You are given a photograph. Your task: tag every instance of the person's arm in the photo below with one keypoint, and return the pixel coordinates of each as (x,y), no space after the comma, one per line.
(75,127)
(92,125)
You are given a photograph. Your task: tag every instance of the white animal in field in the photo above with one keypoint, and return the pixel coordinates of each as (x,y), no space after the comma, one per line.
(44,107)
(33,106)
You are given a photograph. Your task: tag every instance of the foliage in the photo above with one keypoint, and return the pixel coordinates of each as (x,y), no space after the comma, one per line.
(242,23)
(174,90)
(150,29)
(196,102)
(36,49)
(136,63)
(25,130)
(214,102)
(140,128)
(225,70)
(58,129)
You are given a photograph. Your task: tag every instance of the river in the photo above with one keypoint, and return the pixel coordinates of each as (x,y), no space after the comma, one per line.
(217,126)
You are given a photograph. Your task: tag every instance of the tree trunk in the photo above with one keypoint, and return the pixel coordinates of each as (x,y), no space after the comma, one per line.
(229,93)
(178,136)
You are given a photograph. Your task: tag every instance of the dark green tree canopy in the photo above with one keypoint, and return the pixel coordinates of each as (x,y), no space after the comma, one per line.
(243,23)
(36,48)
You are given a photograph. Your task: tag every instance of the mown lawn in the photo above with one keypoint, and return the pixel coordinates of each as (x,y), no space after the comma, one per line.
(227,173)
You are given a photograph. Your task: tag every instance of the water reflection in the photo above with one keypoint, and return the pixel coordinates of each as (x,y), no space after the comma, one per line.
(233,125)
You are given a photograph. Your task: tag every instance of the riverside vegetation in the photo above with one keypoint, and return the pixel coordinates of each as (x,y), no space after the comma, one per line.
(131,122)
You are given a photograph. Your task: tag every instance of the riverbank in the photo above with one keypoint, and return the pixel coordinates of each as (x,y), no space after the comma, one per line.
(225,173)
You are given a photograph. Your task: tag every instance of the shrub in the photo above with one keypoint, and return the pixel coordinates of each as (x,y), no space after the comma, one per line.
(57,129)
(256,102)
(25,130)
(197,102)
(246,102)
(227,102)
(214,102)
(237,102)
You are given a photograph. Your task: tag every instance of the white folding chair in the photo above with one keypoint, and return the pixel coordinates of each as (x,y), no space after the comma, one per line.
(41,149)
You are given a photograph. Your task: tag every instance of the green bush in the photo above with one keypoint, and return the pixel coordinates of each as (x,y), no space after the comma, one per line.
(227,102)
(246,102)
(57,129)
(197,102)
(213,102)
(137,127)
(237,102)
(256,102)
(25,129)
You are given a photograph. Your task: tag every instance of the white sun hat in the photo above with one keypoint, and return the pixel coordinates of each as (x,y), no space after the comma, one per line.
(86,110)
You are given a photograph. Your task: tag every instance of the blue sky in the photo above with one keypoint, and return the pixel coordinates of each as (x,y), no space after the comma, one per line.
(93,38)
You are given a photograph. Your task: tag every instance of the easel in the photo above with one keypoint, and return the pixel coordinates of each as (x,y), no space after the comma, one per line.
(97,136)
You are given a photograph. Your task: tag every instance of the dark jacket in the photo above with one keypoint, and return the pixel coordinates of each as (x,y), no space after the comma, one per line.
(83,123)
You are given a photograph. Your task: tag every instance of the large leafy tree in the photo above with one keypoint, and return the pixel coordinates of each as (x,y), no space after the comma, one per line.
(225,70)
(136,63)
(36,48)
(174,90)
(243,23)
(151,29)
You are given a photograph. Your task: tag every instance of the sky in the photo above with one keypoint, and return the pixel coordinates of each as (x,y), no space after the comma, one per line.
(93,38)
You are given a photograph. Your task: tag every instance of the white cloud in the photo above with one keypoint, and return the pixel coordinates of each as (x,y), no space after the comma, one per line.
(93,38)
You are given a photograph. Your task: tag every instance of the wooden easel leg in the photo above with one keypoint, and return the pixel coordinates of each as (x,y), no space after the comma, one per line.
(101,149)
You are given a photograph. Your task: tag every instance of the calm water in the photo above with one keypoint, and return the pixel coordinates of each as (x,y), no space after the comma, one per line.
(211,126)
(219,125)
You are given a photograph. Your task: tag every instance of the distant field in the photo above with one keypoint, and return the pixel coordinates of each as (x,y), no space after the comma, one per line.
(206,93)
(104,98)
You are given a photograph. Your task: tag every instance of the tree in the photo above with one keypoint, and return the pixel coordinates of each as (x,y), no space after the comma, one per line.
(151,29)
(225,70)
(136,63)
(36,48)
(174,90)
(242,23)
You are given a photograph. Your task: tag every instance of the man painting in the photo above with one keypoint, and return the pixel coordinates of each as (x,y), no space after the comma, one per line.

= = = = =

> **ACTION ITEM**:
All the entries above must be repeated exactly as they were given.

> **TASK OUTPUT**:
You are given a photograph. Your task: tag every instance of the person's arm in the photo below with one keypoint, and return the pixel coordinates of each as (x,y), no space after the comma, one per line.
(75,127)
(92,125)
You are given a photograph. Your task: tag every instance of the white animal in field in the photo above with one keypoint, and return the pixel coordinates of each as (x,y), no space after the comma, one per line.
(44,107)
(33,106)
You are given a photograph. Your task: tag every instance of the foliage in the photo above with one keypoint, and return the pixel coordinates of each as (x,y), no space after the comma, one per line.
(242,23)
(174,90)
(150,29)
(196,102)
(36,49)
(136,63)
(25,130)
(214,102)
(140,128)
(225,70)
(58,129)
You are given a photograph. Your task: tag every instance of the river in the photo above with one keypoint, and return the pixel coordinates of each as (x,y), no space after the comma, one per line.
(217,126)
You are given a photograph. Your task: tag every instance of the tree trunk in the photo above with one keypoint, and return the pixel coordinates of each as (x,y), no space after the comma, one per line.
(229,93)
(178,136)
You are given a photograph. Your task: tag every instance of the dark green tree canopy in the photo above with one keypoint, and return the pixel coordinates of each as (x,y), no space after the comma, one per line.
(243,23)
(36,48)
You are given a photograph. Your task: tag every instance of the mown lawn in the photo above with one keypoint, and return the pixel coordinates of each as (x,y), no space after the comma, one per line.
(227,173)
You are given a photograph. Your task: tag every instance of the water reflection in the photo above with one keypoint, and return the pixel coordinates of each as (x,y), no space after the comma, one per line.
(233,125)
You are given a photograph. Your task: tag every instance of the riverside vegetation in the photo above with one keypoint, and return the pixel coordinates of each as (x,y), no space after the comma, one per line.
(131,122)
You are given a photograph. Your task: tag every instance of the riverbank in the photo above with one keypoint, and return the pixel coordinates of each as (x,y), no space after the comma, one per line.
(225,173)
You are given a photograph. Your task: tag every instance of the shrub in the photo above with one keypoint, and return the pixel coordinates of each as (x,y), no space after the comma, one per line.
(57,129)
(256,102)
(25,130)
(197,102)
(246,102)
(227,102)
(214,102)
(237,102)
You are given a photograph. Your task: tag every instance of the white folding chair in the photo above with one keypoint, and return the pixel coordinates of each as (x,y), no space after the comma, one per line.
(41,149)
You are given a photograph. Your task: tag every instance of the green bush in the photo above with one keypoint, and return the pixel coordinates of each as (x,y), no space after the comma, one per line.
(227,102)
(246,102)
(57,129)
(197,102)
(213,102)
(137,127)
(237,102)
(256,102)
(25,129)
You are given a photograph. Your task: tag every instance of the white sun hat in the photo above with one keypoint, and return the pixel coordinates of each as (x,y), no space after the comma, one per line.
(86,110)
You are given a photograph. Your task: tag every instance of the blue sky in the photo above with one keypoint, and return the pixel coordinates of each as (x,y), no space after the comma, one per line.
(93,38)
You are given a photograph. Your task: tag every instance of the easel in the photo above with one keypoint, and return the pixel coordinates of each as (x,y), no space after the comma, one per line.
(97,136)
You are given a photograph. Your task: tag every instance of the dark jacket in the photo above with one keypoint, and return the pixel coordinates of each as (x,y), no space after the comma, one per line.
(83,123)
You are given a photograph. Your task: tag every instance of the large leafy tree in the photo above with one keypoint, and return the pixel coordinates of each as (x,y), no space after the comma, one per line.
(225,70)
(136,63)
(36,48)
(174,90)
(243,23)
(151,29)
You are given a photograph. Your task: tag every instance of the sky in the photo above with one keypoint, and return the pixel coordinates of each as (x,y), no space after the comma, one per line.
(93,38)
You are given a photograph. Your task: tag every instance of the white cloud in the photo above with one keypoint, and return the pixel coordinates of each as (x,y), no space after the comma, one per line.
(93,38)
You are given a photograph. Your task: tag every instance of the wooden easel leg in the photo above with one keypoint, and return the pixel coordinates of each as (x,y), no space after the comma, one per line.
(101,149)
You are given a photograph. Your task: tag every instance of the calm water in the photo above with one keypoint, and return the pixel coordinates of each as (x,y), no space after the comma, one per line.
(211,126)
(219,125)
You are given a photograph. Your task: tag every instance of the distant field in the photo above with one keypoint, and return the pixel coordinates of each as (x,y), no space after the comma, one per line.
(206,93)
(104,98)
You are given a photograph. Your task: tag every instance of the tree in the photo above with one keypoint, and return the pixel coordinates of each as (x,y), no space after the comma, one per line.
(151,29)
(225,70)
(136,63)
(36,48)
(174,90)
(242,23)
You are given a photograph. Your task: tag every instance of the man painting in the photo above with one keypoint, and return the pixel coordinates of each as (x,y), no space after the comma, one per line.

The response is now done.